* _Work request_
Beginning with the line containing "of the black", write out each line exactly through the end of the listing, and skip all pictures.

* _Records shown_
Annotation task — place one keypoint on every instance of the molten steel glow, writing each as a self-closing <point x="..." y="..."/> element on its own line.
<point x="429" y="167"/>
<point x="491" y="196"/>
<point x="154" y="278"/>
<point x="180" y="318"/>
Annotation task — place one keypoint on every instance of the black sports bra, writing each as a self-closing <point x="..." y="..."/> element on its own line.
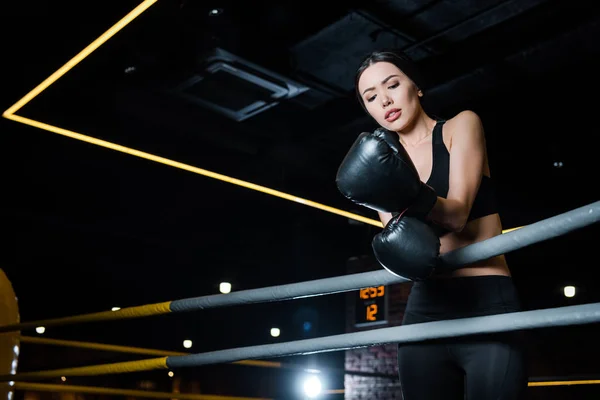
<point x="485" y="202"/>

* _Response_
Annotation task — place one keypoint on every instance of the black sports bra, writing each as a self-closing <point x="..." y="..."/> element on its own line.
<point x="485" y="202"/>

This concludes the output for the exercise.